Provided entries:
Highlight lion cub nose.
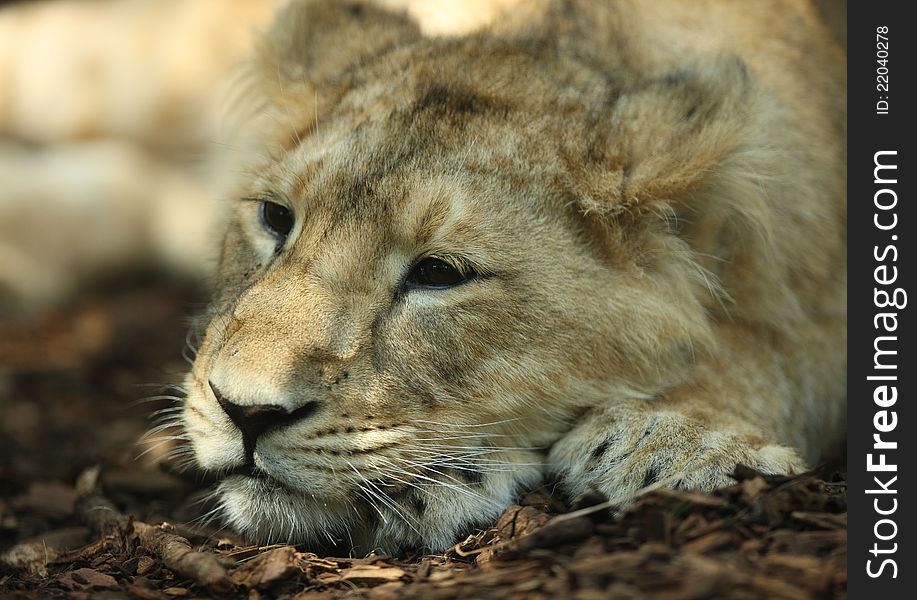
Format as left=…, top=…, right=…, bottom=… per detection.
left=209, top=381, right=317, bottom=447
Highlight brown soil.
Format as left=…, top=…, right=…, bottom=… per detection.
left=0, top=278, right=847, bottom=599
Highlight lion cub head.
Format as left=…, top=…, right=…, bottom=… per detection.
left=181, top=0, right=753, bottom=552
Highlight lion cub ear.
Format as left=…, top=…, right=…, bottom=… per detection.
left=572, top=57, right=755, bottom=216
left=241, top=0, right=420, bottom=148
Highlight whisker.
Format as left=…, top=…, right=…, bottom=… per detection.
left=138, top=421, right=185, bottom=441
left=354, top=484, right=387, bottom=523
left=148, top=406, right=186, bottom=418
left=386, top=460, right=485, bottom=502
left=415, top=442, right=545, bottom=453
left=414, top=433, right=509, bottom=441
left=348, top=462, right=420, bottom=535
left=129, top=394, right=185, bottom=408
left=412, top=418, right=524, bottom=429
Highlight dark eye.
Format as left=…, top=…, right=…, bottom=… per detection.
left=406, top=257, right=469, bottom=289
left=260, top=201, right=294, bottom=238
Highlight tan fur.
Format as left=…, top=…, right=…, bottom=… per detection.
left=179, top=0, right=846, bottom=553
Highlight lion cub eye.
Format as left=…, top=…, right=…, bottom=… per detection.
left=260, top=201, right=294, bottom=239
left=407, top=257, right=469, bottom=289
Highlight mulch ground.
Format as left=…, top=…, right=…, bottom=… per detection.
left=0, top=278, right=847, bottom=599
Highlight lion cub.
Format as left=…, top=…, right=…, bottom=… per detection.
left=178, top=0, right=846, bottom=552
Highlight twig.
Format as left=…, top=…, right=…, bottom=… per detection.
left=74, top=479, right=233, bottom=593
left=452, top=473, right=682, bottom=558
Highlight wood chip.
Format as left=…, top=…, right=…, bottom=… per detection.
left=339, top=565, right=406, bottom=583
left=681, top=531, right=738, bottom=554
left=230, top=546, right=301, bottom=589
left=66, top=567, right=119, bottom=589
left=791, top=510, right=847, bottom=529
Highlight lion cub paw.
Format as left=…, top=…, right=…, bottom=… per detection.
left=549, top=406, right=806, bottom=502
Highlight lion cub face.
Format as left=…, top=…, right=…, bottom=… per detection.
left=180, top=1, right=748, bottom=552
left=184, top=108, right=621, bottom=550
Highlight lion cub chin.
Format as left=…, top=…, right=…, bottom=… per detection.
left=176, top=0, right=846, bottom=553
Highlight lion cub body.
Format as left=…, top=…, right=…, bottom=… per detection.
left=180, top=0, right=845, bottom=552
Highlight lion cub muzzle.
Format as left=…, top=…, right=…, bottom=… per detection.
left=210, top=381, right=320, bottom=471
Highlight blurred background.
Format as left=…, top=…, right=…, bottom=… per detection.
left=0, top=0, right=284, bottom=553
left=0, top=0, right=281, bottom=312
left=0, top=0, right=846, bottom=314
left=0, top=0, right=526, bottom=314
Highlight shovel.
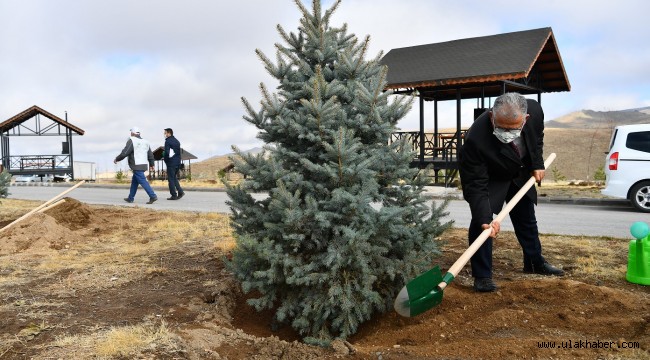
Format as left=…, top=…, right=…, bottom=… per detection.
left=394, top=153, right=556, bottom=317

--

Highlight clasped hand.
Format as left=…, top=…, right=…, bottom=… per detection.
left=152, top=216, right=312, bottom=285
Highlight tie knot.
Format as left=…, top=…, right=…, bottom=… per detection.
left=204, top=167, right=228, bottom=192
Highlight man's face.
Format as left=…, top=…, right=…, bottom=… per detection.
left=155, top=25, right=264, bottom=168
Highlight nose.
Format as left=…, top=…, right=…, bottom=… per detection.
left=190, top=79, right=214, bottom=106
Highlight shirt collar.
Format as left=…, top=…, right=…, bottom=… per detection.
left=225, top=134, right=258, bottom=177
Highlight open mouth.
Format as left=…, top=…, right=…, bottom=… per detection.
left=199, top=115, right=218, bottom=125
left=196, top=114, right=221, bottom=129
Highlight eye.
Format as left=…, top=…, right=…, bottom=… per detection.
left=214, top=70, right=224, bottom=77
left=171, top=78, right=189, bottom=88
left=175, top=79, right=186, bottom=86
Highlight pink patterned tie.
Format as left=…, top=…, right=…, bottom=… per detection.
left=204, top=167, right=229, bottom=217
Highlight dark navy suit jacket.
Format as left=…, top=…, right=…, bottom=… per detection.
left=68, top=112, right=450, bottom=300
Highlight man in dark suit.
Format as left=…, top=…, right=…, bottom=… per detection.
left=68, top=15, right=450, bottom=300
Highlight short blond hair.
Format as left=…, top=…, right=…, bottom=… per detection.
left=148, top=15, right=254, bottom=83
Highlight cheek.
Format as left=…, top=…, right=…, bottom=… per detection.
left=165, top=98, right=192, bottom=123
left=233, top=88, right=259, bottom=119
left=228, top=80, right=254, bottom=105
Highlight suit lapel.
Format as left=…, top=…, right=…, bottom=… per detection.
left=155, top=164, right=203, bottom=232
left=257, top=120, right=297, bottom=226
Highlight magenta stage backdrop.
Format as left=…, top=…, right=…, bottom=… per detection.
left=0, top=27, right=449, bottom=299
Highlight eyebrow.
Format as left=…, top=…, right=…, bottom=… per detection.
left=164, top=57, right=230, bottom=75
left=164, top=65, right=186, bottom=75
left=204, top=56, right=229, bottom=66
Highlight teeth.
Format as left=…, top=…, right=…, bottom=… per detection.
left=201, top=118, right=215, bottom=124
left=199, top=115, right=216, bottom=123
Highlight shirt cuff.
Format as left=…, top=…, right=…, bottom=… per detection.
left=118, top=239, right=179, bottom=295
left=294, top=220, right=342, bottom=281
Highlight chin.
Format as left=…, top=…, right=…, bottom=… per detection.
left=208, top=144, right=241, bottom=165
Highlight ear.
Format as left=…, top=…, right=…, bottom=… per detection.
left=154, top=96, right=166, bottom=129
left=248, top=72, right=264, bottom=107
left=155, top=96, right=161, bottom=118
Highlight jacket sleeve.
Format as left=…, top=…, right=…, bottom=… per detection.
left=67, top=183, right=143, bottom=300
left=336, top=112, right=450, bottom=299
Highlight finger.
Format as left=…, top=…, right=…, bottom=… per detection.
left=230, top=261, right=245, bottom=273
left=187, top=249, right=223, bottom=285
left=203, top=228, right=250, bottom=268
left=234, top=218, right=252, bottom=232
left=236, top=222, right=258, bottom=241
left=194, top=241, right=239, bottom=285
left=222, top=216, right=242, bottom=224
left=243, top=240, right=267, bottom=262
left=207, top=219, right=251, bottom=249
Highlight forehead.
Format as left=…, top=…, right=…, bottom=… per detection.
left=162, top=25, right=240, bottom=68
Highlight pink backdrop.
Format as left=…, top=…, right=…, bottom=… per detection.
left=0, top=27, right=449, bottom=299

---

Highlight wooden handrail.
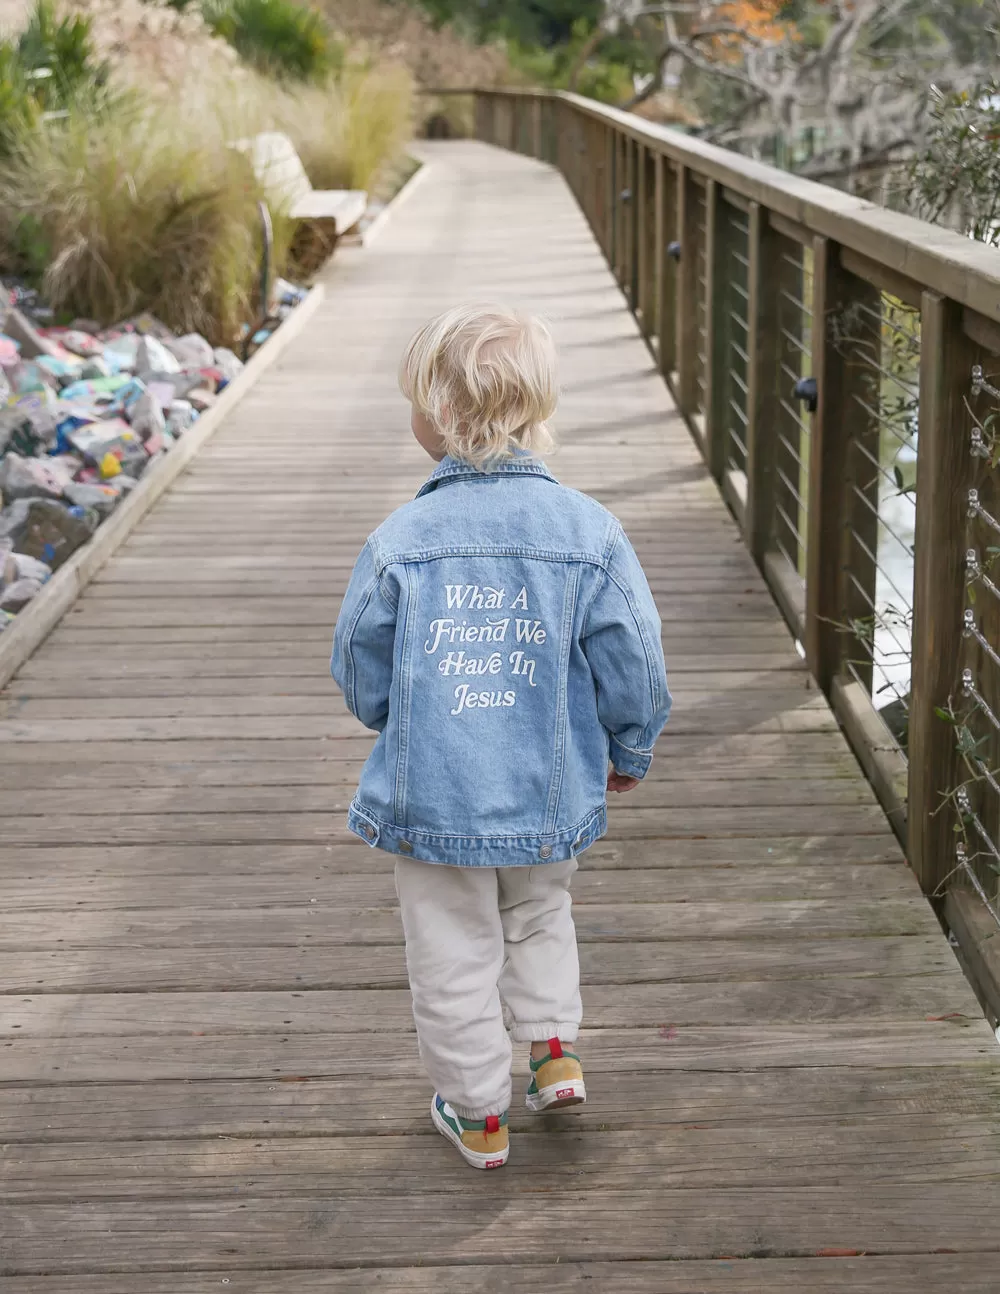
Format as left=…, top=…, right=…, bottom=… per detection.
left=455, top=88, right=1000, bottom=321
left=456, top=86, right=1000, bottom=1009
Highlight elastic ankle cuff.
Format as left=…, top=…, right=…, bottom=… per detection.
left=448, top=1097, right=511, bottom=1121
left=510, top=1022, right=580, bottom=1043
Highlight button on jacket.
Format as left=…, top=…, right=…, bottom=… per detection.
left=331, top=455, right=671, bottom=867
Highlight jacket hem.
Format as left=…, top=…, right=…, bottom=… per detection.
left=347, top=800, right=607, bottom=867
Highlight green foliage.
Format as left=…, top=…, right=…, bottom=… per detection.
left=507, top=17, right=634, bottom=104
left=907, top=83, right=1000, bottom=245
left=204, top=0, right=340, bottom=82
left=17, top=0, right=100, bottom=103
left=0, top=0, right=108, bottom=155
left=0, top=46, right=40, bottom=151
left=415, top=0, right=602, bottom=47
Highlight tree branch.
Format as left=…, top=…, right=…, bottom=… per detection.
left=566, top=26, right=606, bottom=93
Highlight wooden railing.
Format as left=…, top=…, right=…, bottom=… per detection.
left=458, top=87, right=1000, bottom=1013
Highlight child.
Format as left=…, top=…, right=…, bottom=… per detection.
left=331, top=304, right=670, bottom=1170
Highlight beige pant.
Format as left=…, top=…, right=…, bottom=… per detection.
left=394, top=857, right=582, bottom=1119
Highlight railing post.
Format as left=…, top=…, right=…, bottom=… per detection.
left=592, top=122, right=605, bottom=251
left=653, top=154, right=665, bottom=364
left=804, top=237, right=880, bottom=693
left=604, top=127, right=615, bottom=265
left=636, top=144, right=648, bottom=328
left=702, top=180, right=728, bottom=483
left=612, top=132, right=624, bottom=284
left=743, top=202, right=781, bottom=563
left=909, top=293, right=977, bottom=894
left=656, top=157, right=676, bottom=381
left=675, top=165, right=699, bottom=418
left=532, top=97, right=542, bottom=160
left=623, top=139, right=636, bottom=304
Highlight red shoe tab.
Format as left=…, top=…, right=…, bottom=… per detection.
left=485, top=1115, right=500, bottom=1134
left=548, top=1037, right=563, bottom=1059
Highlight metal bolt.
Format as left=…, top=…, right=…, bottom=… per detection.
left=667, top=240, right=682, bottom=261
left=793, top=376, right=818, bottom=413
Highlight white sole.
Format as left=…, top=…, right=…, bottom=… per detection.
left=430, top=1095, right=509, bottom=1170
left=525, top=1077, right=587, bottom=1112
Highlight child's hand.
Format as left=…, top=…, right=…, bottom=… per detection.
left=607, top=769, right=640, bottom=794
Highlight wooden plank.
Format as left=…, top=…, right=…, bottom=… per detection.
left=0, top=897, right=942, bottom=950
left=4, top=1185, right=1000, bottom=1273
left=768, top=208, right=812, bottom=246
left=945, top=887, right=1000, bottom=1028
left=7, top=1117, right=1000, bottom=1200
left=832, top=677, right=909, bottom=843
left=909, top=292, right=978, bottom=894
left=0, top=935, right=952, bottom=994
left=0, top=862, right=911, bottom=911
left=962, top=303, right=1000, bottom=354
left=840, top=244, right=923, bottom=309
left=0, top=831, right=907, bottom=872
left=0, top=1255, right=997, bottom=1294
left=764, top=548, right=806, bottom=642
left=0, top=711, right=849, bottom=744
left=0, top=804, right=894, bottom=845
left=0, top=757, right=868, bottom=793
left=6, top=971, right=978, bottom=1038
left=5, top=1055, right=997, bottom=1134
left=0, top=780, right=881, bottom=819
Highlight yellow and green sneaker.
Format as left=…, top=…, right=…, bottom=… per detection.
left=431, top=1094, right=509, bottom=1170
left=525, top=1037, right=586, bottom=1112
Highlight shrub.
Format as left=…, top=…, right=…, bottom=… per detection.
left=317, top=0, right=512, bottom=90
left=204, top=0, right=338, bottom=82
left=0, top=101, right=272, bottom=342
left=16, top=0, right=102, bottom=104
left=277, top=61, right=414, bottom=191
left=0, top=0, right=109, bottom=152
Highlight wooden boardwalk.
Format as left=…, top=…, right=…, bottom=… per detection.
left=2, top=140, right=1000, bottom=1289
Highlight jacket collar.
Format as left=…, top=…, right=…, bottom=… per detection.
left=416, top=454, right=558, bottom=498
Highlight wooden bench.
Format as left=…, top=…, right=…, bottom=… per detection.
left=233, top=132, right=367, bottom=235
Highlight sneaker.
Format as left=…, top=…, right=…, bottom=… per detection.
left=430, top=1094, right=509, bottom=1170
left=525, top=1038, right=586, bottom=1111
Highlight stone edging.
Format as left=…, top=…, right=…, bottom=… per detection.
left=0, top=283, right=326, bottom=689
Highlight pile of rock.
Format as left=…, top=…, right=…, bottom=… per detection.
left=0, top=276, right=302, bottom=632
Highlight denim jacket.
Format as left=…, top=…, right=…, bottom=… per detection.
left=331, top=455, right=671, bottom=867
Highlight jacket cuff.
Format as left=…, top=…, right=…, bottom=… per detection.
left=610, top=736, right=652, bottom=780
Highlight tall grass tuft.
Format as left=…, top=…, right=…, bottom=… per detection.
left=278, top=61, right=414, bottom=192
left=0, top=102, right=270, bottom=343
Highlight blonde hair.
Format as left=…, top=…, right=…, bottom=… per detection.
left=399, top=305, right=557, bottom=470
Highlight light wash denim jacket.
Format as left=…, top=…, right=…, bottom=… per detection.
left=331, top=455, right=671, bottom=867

Your instructions: Count every line of the data above that includes the word "cuff", then state the total and nothing more.

Answer box: 3